In the records that follow, find each line containing "woman" and copy it.

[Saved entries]
-------

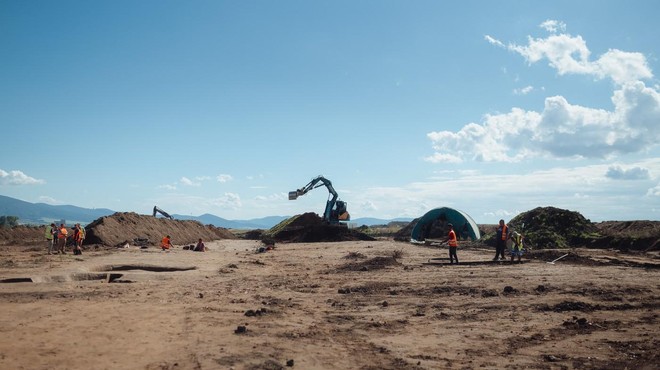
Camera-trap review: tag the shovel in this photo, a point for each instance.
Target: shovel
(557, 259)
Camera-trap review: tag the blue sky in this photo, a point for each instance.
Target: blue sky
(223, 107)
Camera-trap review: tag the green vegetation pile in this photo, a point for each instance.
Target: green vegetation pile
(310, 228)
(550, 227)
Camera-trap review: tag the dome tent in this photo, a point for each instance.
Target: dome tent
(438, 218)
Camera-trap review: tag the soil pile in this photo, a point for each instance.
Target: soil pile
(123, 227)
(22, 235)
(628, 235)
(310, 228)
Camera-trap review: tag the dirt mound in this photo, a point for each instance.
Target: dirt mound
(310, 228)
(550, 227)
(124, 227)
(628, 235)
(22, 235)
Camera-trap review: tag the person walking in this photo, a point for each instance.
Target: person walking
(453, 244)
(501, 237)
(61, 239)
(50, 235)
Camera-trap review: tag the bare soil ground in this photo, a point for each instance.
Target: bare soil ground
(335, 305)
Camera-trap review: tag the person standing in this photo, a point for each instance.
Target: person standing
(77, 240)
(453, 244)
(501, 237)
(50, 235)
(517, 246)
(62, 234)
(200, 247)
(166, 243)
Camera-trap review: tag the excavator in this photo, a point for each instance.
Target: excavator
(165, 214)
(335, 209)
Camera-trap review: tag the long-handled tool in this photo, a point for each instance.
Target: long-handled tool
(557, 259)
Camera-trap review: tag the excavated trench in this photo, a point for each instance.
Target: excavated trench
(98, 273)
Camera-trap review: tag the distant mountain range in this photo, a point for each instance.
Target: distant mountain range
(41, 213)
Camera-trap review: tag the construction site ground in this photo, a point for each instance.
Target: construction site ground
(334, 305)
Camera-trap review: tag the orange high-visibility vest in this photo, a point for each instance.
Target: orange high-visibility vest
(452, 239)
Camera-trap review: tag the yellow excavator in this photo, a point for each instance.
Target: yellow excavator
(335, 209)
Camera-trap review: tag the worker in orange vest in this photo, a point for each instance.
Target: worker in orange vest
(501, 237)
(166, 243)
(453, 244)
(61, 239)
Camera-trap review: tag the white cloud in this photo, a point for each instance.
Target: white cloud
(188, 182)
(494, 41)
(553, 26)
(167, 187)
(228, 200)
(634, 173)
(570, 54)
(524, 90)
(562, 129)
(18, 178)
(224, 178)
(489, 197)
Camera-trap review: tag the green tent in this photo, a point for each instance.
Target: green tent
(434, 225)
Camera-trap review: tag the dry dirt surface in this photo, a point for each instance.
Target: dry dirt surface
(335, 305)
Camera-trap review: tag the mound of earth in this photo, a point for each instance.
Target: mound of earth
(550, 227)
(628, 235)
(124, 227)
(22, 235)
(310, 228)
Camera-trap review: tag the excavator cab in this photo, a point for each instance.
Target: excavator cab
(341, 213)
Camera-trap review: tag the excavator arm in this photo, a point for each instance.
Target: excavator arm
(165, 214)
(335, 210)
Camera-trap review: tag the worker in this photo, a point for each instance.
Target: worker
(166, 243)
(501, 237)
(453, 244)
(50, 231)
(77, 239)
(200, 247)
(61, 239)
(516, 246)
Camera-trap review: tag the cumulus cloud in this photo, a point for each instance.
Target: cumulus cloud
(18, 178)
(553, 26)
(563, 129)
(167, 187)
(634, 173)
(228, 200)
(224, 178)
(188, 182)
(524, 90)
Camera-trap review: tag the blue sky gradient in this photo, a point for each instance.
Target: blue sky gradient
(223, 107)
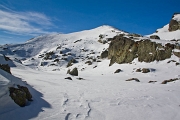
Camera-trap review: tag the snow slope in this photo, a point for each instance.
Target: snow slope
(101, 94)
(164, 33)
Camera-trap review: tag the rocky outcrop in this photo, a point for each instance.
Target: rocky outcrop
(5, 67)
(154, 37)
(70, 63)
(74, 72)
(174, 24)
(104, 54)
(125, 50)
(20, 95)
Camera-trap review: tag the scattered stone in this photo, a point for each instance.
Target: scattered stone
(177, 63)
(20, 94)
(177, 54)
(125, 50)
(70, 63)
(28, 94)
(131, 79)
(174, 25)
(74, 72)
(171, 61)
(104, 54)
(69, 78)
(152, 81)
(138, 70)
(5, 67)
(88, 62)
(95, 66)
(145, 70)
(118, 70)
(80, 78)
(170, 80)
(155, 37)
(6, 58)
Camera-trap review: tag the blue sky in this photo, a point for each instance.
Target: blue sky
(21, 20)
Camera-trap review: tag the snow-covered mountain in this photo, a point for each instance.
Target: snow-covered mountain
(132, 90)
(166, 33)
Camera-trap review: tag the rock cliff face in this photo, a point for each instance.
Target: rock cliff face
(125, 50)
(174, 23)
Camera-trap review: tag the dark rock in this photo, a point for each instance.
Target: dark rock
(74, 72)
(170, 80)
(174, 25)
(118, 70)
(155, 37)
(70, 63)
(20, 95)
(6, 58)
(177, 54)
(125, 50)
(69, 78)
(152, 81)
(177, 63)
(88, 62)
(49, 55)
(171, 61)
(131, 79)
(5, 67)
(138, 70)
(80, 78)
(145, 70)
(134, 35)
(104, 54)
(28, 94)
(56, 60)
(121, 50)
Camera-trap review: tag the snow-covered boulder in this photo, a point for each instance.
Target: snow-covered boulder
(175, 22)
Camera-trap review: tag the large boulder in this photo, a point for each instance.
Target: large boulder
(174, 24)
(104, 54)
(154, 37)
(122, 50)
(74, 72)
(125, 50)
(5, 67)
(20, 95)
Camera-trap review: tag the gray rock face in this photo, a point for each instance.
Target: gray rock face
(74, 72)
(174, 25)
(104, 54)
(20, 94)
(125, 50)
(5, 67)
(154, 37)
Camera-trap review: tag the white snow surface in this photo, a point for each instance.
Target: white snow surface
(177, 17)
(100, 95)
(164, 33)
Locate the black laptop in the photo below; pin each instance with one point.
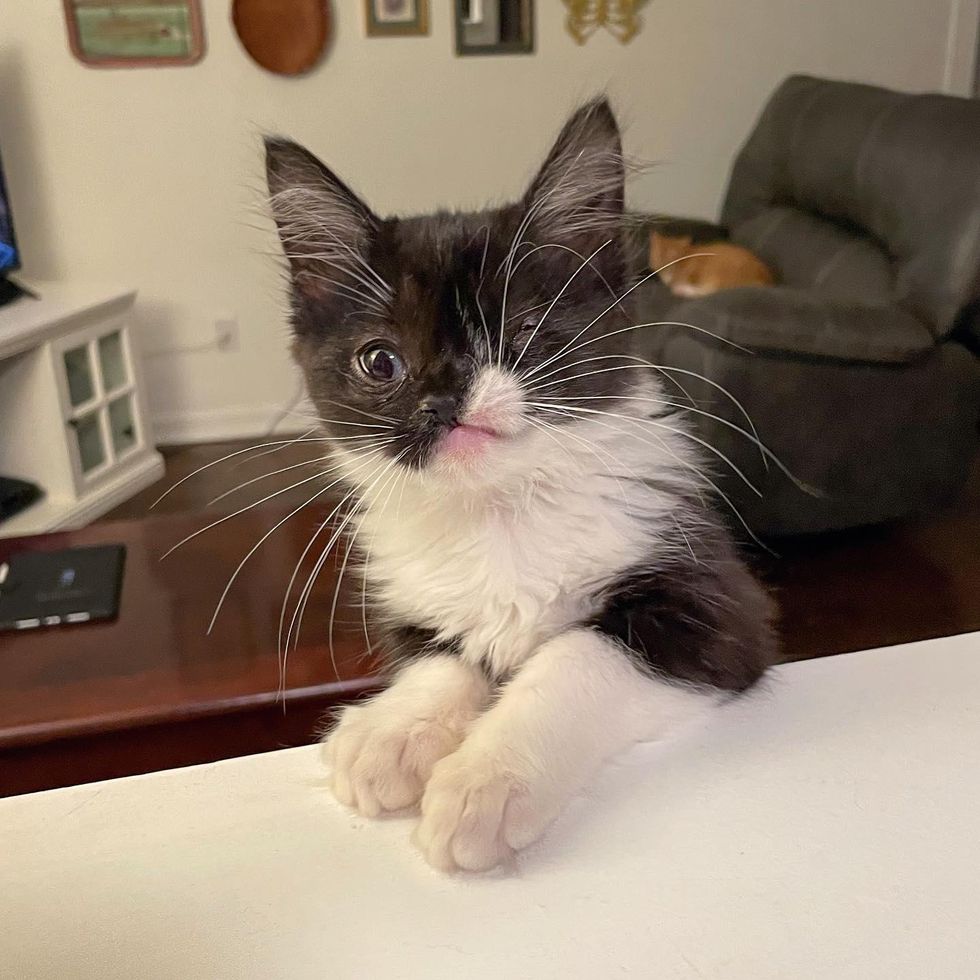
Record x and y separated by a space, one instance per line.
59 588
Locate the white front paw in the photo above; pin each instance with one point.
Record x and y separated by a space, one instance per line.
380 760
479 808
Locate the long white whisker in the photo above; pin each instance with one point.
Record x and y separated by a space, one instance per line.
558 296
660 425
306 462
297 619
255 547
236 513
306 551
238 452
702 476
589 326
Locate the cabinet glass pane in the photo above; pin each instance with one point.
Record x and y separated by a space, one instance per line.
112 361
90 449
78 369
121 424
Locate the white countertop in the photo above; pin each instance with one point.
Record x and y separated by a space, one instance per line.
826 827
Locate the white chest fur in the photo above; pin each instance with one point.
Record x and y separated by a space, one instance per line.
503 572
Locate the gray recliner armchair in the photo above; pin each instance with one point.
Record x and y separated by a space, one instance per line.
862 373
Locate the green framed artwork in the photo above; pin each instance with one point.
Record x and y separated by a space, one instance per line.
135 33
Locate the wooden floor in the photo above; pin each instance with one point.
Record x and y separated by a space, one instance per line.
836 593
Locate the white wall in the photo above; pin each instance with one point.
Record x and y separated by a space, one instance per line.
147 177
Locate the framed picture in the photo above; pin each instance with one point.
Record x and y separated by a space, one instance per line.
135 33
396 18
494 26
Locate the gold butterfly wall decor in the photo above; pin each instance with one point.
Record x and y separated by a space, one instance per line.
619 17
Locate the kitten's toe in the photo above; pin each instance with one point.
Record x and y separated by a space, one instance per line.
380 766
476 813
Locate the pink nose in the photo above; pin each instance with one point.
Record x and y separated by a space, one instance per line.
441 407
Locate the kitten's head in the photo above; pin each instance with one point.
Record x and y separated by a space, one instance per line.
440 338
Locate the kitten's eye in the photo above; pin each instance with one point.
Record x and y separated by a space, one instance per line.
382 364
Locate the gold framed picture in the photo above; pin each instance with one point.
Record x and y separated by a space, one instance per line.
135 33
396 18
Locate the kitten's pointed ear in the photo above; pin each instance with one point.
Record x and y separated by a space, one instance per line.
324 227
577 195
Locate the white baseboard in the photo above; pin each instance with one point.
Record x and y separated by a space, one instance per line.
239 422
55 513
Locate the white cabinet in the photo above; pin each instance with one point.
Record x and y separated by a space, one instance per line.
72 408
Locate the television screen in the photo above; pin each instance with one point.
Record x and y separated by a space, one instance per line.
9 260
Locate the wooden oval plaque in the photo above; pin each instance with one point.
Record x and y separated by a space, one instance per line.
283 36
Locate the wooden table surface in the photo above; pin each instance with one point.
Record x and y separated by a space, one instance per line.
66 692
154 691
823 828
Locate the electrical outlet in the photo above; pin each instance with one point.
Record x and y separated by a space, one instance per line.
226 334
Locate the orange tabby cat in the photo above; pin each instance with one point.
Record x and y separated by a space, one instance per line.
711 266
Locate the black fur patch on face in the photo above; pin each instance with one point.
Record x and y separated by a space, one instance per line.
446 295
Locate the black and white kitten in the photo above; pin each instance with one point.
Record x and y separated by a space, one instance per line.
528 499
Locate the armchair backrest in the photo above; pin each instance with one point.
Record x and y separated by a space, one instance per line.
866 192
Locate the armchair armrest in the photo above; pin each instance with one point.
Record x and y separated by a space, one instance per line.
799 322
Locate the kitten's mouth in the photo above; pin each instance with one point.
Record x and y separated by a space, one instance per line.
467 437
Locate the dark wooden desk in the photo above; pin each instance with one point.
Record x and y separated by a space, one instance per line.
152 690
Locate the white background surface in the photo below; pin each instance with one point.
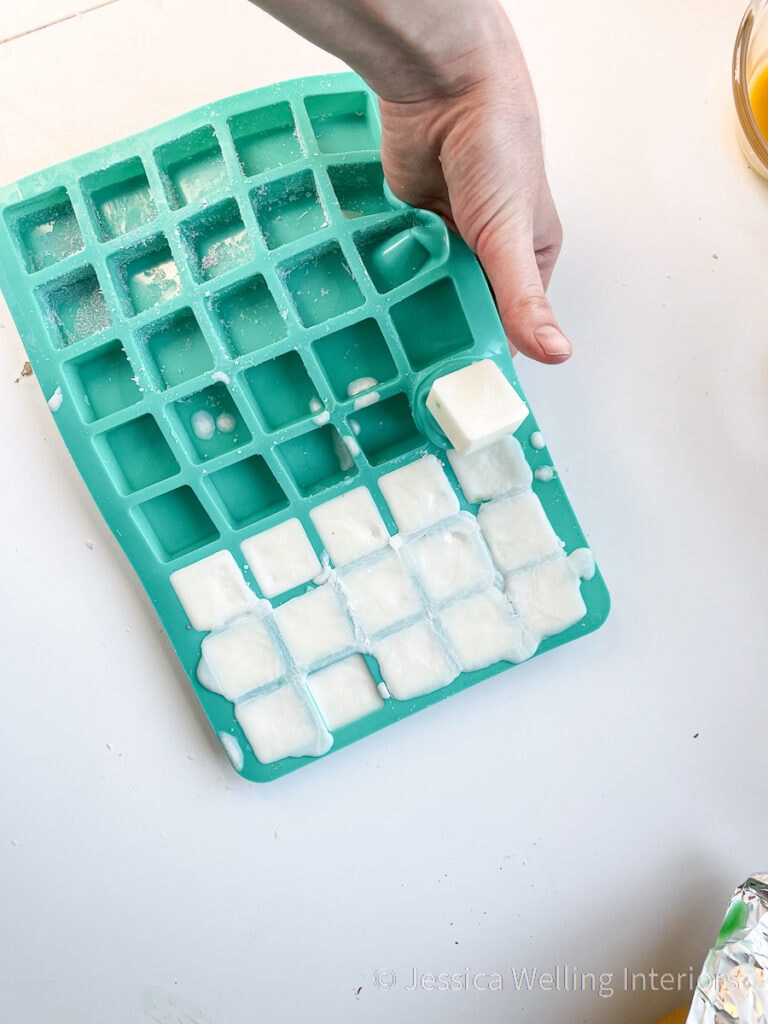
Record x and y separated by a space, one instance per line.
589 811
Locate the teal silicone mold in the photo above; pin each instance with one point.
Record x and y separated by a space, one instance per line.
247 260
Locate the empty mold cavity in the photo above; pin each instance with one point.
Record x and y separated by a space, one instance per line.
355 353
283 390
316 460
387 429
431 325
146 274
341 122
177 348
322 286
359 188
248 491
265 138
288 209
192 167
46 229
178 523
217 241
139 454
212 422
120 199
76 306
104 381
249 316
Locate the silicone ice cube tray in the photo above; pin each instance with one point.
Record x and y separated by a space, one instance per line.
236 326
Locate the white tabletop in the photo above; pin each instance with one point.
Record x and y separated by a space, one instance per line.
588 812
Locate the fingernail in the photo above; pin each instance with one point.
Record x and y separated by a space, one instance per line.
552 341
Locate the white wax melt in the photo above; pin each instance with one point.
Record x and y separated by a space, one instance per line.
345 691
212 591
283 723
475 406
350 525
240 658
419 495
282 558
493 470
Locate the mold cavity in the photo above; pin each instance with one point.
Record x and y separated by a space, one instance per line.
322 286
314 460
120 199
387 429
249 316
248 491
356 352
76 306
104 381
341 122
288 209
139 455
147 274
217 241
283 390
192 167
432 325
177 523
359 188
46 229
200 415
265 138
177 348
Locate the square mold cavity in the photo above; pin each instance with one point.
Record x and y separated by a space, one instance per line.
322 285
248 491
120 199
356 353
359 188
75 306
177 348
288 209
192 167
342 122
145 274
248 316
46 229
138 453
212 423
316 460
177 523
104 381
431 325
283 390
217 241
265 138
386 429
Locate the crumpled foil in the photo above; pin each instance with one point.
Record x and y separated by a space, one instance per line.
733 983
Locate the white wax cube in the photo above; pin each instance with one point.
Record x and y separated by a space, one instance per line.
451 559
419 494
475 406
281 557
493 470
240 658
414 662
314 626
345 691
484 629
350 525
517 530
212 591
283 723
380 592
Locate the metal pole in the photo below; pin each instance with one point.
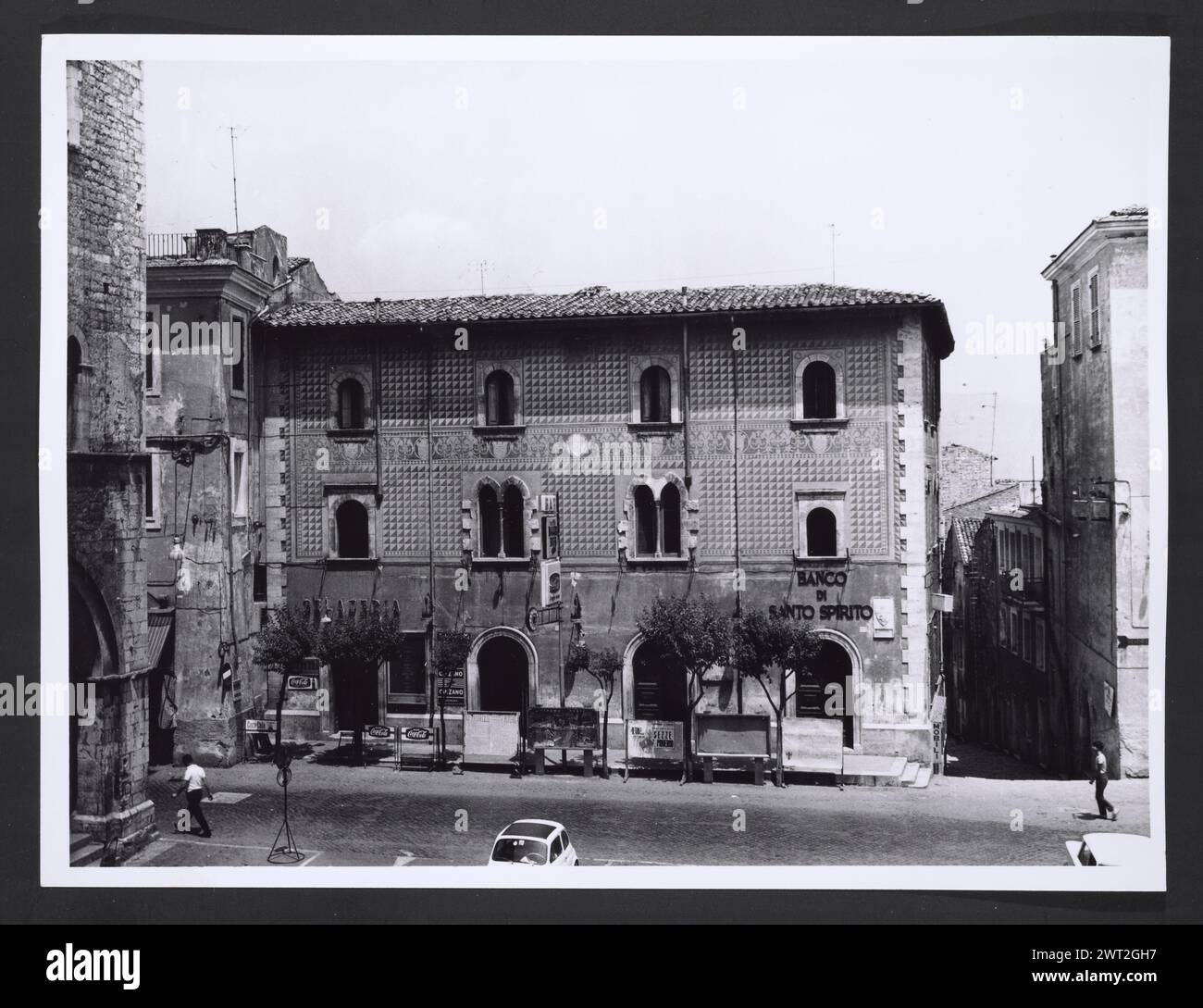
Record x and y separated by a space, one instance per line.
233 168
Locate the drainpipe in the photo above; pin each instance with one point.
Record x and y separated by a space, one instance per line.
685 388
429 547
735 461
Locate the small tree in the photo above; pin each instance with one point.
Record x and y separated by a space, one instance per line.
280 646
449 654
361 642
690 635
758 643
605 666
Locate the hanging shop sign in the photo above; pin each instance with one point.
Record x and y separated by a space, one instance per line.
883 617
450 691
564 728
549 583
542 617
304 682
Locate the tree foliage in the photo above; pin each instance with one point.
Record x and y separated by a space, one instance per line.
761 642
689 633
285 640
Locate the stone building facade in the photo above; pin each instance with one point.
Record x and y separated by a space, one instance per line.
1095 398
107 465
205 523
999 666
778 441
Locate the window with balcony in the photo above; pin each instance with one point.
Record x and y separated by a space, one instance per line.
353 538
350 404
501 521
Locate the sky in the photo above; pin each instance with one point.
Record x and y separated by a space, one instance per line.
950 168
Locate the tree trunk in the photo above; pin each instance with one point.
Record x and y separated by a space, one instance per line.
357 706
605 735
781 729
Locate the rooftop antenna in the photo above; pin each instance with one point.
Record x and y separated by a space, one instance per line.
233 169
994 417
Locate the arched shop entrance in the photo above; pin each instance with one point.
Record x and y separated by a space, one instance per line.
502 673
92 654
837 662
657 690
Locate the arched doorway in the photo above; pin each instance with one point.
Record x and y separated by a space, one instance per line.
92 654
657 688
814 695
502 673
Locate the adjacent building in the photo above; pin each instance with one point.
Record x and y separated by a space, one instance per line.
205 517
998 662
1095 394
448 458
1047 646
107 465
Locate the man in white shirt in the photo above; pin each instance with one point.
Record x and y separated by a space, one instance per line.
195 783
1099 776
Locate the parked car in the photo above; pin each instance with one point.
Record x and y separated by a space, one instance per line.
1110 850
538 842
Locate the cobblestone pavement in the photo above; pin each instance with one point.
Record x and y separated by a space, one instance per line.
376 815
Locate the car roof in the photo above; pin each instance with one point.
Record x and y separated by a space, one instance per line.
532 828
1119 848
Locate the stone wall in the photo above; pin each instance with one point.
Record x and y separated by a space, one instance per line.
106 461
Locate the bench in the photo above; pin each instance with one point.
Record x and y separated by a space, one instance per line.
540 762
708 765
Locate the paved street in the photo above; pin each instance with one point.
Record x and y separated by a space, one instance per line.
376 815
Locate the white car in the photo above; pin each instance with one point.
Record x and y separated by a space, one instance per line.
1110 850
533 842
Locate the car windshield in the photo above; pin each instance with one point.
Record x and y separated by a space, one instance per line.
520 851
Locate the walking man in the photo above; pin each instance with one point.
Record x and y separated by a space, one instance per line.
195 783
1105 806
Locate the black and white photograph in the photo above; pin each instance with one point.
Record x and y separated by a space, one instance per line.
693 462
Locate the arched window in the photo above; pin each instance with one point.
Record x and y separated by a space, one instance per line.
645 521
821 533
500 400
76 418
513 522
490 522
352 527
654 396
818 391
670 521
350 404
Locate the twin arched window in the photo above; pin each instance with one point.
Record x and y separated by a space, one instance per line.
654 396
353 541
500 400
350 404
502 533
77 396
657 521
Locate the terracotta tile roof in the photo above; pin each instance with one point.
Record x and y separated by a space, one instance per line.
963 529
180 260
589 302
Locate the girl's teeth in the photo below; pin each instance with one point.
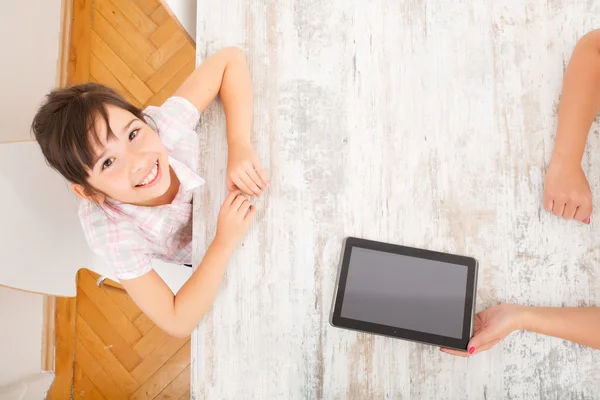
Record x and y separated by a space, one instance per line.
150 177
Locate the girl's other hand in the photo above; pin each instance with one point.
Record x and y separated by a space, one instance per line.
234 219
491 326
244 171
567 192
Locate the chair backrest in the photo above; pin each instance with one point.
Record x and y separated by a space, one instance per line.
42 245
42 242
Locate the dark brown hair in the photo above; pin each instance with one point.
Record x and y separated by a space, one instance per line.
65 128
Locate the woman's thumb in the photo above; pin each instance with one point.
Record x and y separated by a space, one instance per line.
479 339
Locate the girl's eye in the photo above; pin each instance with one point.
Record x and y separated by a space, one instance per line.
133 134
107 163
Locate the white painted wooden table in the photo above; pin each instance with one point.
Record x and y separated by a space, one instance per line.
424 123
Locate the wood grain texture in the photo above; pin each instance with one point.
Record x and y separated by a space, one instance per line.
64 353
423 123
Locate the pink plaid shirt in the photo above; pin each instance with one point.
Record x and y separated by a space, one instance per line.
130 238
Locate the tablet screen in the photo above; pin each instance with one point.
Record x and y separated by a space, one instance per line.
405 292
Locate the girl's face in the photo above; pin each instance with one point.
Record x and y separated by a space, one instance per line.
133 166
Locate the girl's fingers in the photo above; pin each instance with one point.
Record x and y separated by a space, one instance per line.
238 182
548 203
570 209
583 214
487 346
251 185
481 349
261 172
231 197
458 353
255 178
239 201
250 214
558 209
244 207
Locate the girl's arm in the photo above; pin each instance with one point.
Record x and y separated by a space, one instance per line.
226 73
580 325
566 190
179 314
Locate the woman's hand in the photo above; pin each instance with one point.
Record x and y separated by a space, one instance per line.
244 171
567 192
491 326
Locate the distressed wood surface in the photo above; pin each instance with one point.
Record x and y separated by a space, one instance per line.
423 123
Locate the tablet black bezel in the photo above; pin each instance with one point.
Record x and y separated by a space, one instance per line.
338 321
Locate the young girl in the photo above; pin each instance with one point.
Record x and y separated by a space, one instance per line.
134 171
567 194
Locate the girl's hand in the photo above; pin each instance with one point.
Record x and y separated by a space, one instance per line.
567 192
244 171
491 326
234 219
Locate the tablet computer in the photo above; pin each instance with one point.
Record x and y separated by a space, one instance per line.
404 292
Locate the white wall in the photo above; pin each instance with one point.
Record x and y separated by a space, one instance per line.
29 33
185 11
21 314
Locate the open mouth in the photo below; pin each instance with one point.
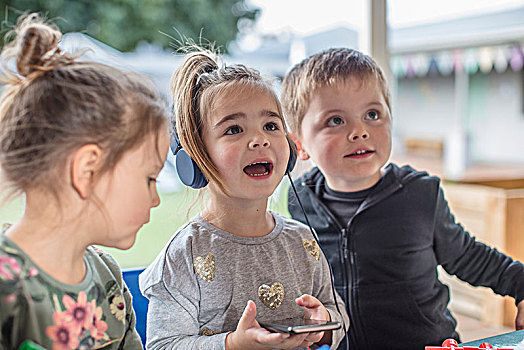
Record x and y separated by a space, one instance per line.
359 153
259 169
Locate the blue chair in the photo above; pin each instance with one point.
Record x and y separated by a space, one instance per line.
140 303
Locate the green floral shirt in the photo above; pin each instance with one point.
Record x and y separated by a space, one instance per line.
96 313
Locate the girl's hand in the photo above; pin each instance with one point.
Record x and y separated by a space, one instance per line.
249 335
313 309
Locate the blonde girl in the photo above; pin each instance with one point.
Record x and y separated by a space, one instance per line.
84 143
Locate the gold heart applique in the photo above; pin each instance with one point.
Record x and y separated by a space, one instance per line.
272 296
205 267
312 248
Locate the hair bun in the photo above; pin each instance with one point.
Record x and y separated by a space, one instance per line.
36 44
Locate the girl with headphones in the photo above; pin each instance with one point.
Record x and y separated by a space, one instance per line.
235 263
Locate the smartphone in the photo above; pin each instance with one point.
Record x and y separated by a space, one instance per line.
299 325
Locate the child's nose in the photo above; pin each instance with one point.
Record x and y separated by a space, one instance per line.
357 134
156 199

-------

| Result of this task |
Locate the woman's thumb in the photo above; pin each instance with one point.
Locate the woman's hand in the photo above; pin each instance with one point.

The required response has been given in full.